• [課題文]
- - - - -
新型コロナウイルス感染症拡大の影響を受けて、Web会議や採用におけるWeb選考などを導入している企業が多いことでしょう。
行政においてもWeb会議システムを導入している市区町村が少しずつ増えているようです。4月には、各行政に先がけて、奈良県の三宅町がWEB会議システム「Calling」の導入を決定。
今回は、三宅町の町長である森田 浩司 町長と、職員の吉本 卓也様に
- なぜ先行事例がない中、先がけてWeb会議システムを導入しようと考えたのか
- 実際にどのようにWeb会議システムを活用しているのか
- 活用してどのような効果を実感されたのか
など、「行政×Web会議システム」の活用事例についてご紹介します。
1、奈良県三宅町とは?
三宅町は、奈良県の北部にある面積4.07平方キロと全国で2番目に小さい町で、人口は、6,825人(3,061世帯)となっています。(2020年5月1日時点)
ちなみに全国で一番小さい町は、大阪府の忠岡町とのことです。
- - - - -
保存済みデータ項目:

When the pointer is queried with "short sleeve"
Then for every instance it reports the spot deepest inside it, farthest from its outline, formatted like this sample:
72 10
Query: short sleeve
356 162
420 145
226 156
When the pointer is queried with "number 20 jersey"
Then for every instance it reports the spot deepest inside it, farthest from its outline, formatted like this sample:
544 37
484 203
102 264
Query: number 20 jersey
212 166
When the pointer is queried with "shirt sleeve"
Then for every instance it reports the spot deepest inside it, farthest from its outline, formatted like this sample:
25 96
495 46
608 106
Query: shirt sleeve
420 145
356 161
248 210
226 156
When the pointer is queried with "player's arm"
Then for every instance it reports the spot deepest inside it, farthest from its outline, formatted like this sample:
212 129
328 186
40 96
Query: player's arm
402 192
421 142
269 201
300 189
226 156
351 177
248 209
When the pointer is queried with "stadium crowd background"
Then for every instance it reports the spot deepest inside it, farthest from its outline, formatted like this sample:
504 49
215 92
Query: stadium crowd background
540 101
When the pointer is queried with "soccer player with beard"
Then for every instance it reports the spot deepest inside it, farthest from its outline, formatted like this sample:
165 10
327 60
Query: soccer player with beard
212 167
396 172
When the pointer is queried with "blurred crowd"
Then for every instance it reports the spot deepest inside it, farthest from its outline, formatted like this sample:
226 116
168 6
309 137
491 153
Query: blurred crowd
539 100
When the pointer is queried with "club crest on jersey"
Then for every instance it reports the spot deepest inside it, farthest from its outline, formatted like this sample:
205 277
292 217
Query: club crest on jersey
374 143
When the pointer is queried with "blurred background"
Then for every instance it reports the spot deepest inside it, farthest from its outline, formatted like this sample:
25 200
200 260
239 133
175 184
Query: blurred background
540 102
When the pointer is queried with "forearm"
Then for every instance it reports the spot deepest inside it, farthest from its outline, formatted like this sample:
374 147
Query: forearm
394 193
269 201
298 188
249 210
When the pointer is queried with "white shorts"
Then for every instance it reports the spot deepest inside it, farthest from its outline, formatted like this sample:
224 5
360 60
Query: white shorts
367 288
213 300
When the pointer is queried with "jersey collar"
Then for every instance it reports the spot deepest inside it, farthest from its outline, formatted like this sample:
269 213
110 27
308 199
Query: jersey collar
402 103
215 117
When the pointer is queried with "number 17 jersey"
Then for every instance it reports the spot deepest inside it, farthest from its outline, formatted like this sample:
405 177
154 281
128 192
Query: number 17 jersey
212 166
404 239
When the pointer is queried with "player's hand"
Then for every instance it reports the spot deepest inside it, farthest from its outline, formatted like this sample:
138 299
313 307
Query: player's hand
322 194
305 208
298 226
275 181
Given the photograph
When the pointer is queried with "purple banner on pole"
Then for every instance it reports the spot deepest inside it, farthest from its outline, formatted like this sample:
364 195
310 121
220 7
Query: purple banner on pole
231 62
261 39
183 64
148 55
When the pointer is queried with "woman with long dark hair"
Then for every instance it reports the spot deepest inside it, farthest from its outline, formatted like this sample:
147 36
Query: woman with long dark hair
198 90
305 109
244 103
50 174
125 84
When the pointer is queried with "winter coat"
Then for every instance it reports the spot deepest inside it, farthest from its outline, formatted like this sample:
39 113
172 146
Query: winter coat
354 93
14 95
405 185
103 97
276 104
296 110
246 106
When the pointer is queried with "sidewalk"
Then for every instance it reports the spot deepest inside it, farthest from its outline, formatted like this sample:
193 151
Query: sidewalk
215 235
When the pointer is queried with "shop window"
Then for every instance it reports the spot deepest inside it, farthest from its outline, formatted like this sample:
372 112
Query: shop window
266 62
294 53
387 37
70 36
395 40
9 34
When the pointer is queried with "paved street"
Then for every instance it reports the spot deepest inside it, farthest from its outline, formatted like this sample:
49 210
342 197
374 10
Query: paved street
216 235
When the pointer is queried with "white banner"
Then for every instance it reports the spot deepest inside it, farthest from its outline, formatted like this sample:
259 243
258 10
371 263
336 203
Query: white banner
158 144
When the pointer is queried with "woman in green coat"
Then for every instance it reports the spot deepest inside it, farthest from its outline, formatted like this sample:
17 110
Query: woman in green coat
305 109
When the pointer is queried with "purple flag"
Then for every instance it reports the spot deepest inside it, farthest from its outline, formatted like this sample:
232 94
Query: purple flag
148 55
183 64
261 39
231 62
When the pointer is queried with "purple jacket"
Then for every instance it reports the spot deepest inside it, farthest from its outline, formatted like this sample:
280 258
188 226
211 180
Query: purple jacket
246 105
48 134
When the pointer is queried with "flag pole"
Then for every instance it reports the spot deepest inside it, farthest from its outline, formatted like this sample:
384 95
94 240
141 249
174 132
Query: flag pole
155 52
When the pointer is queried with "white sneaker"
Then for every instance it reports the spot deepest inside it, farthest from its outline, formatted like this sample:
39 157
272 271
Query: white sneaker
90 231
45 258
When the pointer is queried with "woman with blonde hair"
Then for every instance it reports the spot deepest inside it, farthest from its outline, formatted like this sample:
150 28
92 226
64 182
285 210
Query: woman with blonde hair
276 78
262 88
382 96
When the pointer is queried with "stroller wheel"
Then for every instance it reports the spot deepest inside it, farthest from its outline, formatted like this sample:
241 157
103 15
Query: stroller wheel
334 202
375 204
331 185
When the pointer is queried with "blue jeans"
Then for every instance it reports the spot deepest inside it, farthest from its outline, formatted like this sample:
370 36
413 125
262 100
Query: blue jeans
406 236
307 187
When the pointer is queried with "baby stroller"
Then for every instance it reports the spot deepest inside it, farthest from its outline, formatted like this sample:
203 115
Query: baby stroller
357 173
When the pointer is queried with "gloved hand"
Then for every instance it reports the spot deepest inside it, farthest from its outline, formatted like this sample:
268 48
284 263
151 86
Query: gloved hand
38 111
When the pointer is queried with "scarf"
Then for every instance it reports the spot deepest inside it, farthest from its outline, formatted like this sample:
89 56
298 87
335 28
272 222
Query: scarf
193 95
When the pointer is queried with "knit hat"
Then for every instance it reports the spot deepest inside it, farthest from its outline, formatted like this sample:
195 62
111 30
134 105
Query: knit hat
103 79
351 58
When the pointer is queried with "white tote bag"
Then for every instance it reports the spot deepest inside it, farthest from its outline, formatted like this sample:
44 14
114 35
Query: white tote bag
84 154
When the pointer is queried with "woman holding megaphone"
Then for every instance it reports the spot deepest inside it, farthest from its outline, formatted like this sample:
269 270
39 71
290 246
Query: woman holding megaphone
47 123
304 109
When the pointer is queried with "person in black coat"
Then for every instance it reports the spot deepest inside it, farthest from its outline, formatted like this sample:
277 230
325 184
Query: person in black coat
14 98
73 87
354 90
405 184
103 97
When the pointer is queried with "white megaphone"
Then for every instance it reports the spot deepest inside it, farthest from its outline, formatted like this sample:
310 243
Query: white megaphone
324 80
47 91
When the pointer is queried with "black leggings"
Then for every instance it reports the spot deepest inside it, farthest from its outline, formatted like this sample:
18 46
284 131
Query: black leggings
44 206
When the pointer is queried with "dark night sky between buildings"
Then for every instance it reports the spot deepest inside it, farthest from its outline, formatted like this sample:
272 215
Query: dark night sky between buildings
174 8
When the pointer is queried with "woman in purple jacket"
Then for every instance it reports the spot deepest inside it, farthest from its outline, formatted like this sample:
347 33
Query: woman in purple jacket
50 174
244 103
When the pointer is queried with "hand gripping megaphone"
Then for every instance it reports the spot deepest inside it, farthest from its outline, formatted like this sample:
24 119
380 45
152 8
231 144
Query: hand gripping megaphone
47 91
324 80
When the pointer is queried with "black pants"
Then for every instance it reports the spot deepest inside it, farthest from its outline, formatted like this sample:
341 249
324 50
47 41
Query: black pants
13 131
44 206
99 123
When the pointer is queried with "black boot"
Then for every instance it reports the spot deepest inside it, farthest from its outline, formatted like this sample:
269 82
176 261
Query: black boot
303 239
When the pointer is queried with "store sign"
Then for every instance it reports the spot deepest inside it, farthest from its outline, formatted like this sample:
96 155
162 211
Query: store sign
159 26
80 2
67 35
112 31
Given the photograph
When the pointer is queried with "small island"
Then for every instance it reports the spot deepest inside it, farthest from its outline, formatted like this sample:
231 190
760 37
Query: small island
- - - - -
• [課題項目 A] 三宅町のWeb会議導入事例の文章によると、三宅町は面積で全国何番目に小さい町ですか?
• [課題項目 B] 三宅町のWeb会議導入事例の文章から、"新型コロナウイルス感染症拡大"を含む箇所で書き始め、"ちなみに全国で一番小さい町は、大阪府の忠岡町とのことです。"まで書いたところで止めて、そのとおりに書き写してください。
• [課題項目 C] 三宅町のWeb会議導入事例の文章の続きを、最後の文の後から書いてください。

• [解答欄 A] 全国で2番目に小さい町です。

• [解答欄 B]
新型コロナウイルス感染症拡大の影響を受けて、Web会議や採用におけるWeb選考などを導入している企業が多いことでしょう。
行政においてもWeb会議システムを導入している市区町村が少しずつ増えているようです。4月には、各行政に先がけて、奈良県の三宅町がWEB会議システム「Calling」の導入を決定。
今回は、三宅町の町長である森田 浩司 町長と、職員の吉本 卓也様に
- なぜ先行事例がない中、先がけてWeb会議システムを導入しようと考えたのか
- 実際にどのようにWeb会議システムを活用しているのか
- 活用してどのような効果を実感されたのか
など、「行政×Web会議システム」の活用事例についてご紹介します。
1、奈良県三宅町とは?
三宅町は、奈良県の北部にある面積4.07平方キロと全国で2番目に小さい町で、人口は、6,825人(3,061世帯)となっています。(2020年5月1日時点)
ちなみに全国で一番小さい町は、大阪府の忠岡町とのことです。

• [解答欄 C]
三宅町は、野球グローブの生産が盛んで、2021年には生産がはじまり100周年を迎えます。グローブ以外にもスパイクをはじめ、様々なスポーツ用品の製造も行われています。
「三宅町の職人がつくったグローブしか使いたくない」と言っていたプロ野球選手もいたようです。
三宅町の職員数は保育士も含めて全員で約110名。本庁の役場業務としては80~90名。(保健士、臨床心理士、社会福祉士含む)
面積が全国でも2番目に小さい町ということもあり、住民との距離が非常に近いことが役場の特徴のようです。住民とも顔見知りのケースが多く、「職場の○○さんにお世話になっていて~」などの声が、よく住民から聞こえるようです。
2、Web会議システムを行政で導入した背景
▶この取材もWeb会議で実施しました。
森田 浩司 氏 | 奈良県三宅町 町長
三宅町議会議員を経て、2016年32歳の時に、三宅町長選挙に初当選。町を二分する選挙を制し、当時の現職を大差で破り県内最年少町長となる。育児休暇や働き方改革などの問題に率先して取り組みをおこなう。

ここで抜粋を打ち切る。